→ **EXERCISE**:
Please copy the listing below word for word, everything from the line containing "Reviewer note: confirm that each instance of the green" down to the line containing "column 181, row 47", with both of those lines included.

____________________

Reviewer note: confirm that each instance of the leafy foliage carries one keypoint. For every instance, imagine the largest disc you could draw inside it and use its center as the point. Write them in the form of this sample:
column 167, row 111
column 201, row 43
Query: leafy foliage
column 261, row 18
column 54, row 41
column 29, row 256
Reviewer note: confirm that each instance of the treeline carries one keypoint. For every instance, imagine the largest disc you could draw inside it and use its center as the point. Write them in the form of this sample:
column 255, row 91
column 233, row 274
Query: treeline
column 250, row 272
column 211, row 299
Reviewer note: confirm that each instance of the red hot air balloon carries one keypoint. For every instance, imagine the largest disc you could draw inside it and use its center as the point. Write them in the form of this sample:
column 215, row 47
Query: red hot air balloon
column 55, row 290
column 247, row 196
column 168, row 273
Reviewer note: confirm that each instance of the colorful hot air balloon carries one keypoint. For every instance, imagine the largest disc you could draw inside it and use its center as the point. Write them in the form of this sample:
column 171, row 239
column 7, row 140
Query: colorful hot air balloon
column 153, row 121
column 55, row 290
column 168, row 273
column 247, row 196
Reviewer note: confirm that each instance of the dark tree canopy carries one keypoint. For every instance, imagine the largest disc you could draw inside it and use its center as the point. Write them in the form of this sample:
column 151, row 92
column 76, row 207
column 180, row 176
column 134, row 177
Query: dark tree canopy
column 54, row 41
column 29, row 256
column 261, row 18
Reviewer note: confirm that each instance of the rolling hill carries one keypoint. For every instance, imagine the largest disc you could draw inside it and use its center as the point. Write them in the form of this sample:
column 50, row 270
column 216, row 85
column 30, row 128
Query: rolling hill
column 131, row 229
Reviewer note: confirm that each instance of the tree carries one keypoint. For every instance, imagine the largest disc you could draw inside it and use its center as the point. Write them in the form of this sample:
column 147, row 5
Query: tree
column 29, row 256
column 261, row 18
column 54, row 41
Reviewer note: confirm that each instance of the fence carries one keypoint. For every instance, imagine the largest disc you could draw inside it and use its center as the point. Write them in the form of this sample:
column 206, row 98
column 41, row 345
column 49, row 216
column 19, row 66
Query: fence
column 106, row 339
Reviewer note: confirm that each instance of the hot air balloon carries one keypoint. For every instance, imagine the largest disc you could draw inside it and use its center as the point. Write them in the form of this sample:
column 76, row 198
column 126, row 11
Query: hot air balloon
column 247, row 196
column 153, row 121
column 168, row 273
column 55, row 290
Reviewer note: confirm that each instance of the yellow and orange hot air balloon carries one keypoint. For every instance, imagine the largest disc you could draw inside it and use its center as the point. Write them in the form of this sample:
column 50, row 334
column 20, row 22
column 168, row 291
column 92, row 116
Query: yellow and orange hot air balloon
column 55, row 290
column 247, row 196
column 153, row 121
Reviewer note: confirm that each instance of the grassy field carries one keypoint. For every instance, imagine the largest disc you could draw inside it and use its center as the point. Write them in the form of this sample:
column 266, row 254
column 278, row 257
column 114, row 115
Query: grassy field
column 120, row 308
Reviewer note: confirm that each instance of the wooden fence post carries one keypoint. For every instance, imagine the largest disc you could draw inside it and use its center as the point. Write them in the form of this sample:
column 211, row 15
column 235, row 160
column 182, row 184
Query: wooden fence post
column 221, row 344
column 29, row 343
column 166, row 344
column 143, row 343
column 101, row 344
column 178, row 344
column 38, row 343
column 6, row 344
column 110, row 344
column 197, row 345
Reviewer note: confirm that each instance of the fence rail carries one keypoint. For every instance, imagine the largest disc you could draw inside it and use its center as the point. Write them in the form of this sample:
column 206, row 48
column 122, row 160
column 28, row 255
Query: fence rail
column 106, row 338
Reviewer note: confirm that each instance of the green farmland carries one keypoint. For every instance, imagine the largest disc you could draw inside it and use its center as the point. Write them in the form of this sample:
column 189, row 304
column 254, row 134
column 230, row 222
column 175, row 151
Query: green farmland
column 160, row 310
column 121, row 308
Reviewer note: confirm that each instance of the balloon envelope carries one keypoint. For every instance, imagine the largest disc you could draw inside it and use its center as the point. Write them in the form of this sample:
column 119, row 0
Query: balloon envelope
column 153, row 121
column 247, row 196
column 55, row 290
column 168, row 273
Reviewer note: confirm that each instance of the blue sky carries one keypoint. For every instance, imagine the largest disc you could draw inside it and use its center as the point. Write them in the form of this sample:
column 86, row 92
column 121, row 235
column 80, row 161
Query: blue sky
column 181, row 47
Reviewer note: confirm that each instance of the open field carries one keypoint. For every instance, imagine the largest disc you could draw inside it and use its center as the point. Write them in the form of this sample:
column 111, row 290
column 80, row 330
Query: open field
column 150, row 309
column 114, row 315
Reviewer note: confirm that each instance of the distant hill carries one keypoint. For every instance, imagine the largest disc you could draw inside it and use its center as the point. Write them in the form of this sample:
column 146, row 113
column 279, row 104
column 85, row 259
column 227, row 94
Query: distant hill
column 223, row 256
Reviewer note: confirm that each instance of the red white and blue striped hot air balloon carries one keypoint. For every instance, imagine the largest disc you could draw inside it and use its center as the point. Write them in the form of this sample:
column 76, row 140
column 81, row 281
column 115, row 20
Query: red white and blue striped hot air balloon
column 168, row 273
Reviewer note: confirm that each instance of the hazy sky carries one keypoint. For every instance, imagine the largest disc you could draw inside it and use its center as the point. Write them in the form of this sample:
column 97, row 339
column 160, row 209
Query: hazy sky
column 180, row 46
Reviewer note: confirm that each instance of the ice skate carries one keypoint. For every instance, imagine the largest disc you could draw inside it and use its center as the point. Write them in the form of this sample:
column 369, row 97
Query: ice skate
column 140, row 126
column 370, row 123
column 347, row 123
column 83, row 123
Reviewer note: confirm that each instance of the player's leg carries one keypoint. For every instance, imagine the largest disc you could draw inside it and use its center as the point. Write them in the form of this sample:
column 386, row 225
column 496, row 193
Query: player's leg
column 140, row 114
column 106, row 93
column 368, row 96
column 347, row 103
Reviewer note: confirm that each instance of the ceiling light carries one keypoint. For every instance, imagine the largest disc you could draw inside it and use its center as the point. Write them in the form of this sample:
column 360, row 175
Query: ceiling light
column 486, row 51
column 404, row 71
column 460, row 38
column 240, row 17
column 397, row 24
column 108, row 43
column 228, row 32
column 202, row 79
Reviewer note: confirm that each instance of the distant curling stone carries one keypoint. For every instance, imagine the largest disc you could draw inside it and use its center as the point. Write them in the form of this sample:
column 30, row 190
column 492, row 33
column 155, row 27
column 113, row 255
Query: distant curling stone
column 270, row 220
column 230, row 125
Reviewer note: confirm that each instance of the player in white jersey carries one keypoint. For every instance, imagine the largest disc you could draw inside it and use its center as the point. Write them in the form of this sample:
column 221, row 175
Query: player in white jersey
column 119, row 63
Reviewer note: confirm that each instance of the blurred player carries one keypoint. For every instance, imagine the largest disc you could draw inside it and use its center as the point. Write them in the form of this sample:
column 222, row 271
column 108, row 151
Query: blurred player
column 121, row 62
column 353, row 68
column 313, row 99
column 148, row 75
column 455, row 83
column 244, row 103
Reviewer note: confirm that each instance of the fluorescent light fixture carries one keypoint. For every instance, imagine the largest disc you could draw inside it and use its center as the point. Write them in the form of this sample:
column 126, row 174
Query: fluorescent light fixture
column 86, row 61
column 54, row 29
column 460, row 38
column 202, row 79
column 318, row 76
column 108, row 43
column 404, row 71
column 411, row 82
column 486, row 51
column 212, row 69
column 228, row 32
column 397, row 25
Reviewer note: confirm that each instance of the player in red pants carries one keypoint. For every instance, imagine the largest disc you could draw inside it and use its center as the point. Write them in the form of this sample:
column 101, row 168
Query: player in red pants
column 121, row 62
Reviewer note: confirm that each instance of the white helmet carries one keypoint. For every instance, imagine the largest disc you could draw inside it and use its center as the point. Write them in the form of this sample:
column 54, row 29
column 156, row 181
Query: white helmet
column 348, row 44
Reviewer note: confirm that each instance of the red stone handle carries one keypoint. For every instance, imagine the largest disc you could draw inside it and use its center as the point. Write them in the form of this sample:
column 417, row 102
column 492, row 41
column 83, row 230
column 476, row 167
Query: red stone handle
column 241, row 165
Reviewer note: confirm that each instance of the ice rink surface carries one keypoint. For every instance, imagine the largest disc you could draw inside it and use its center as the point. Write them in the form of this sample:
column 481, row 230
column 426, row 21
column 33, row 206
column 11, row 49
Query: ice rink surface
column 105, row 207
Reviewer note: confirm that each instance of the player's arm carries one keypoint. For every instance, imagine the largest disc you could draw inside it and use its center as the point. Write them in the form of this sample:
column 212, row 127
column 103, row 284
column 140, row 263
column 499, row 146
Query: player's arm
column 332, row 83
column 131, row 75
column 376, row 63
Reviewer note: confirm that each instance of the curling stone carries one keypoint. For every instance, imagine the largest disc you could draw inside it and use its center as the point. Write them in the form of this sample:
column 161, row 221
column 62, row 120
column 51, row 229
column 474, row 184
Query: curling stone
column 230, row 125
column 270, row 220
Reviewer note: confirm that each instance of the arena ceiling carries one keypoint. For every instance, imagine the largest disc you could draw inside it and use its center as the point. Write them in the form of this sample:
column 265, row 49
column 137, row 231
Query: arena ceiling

____________________

→ **ANSWER IN FULL**:
Reviewer note: confirm that each instance of the green farmland carries one keypoint. For every instance, imagine the largest disc you could draw inside it and use its center as the point. Write them in the form of this sample:
column 189, row 304
column 254, row 134
column 230, row 222
column 175, row 151
Query: green farmland
column 160, row 310
column 121, row 308
Reviewer note: confirm that each instance of the balloon envelope carries one keypoint. For every instance, imagine the largest disc you could draw inside it and use its center as the point. Write them in the form of this sample:
column 119, row 0
Query: balloon envelope
column 153, row 121
column 247, row 196
column 55, row 290
column 168, row 273
Reviewer note: confirm that each instance of the blue sky carries one keypoint. For every instance, imagine the largest disc you could draw inside it and use its center as the point. Write them in the form of this sample:
column 86, row 92
column 121, row 235
column 80, row 161
Query: blue sky
column 181, row 47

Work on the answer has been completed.